■ Exercise: Which two PI 3-K inhibitors does the abstract on CD7 signaling report using to block CD7-mediated increases in β 1 integrin function?

The functional activity of integrin receptors on T cells is dynamically regulated so that T cells can alternate rapidly between adhesive and nonadhesive states. The CD7 Ag is one of several molecules on T cells that can transduce intracellular signals that rapidly up-regulate integrin-mediated adhesion. We demonstrate in this report that the signaling pathway that CD7 utilizes to regulate integrin activity involves the lipid kinase phosphatidylinositol 3-kinase (PI 3-K). CD7 stimulation of both Jurkat T cells and resting human peripheral blood CD4 + T cells results in rapid association and activation of PI 3-K with CD7. Phosphopeptide competition assays demonstrate that the association of CD7 with PI 3-K is dependent on tyrosine phosphorylation of the SH2 binding motif Tyr-Glu-Asp-Met (YEDM) in the CD7 cytoplasmic domain. A role for PI 3-K in the regulation of integrin function by CD7 is demonstrated by: 1) the ability of two structurally distinct PI 3-K inhibitors, wortmannin and LY294002, to inhibit CD7-mediated increases in β 1 integrin function of human T cells; and 2) inhibition of CD7-mediated activation of β 1 integrin function in human T cells by expression of a dominant negative form of the p85 subunit of PI 3-K. These results demonstrate that the CD7 Ag on human T cells is coupled to PI 3-K and that this association is relevant to CD7-mediated signaling events, specifically CD7-induced increases in integrin adhesiveness. Furthermore, these studies provide important new evidence implicating PI 3-K in the regulation of integrin adhesiveness by multiple cell surface signaling receptors.

■ Data records:

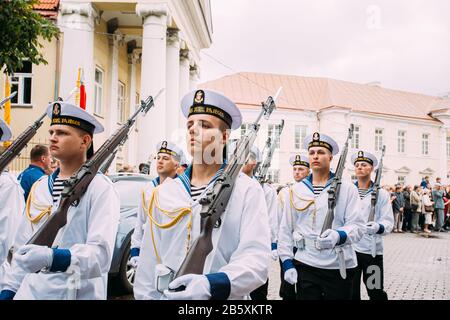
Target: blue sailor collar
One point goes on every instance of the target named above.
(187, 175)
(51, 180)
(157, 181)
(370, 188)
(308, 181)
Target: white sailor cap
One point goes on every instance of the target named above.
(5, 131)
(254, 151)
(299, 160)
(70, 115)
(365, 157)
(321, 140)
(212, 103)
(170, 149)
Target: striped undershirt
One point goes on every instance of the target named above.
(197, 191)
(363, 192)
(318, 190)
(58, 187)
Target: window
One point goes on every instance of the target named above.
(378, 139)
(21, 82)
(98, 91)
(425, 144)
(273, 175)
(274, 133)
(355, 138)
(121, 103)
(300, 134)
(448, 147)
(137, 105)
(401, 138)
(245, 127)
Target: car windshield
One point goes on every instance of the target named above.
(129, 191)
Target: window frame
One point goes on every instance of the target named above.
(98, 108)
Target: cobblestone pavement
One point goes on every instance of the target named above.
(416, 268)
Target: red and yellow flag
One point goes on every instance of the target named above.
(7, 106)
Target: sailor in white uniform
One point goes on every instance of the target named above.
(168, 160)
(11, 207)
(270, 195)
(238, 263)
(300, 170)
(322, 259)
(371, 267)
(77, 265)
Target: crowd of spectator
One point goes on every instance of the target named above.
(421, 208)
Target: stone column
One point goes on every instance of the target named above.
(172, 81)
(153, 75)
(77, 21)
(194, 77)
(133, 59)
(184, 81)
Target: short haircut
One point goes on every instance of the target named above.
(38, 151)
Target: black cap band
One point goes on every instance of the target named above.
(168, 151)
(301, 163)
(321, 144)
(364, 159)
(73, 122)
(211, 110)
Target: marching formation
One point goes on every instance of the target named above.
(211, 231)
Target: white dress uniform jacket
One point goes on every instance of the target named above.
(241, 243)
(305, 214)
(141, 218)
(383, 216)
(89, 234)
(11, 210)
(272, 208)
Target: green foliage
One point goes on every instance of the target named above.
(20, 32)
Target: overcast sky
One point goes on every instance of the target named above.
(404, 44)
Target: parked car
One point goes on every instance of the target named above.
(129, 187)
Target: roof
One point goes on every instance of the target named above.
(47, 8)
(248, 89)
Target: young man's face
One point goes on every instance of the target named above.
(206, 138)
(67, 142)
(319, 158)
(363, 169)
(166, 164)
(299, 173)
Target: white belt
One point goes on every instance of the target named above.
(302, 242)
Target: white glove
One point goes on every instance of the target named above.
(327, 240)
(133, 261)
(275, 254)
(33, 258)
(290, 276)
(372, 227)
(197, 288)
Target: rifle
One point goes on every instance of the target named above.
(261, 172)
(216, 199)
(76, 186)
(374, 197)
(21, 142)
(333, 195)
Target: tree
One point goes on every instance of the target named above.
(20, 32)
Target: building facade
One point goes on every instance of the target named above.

■ Result of this exercise: Wortmannin and LY294002.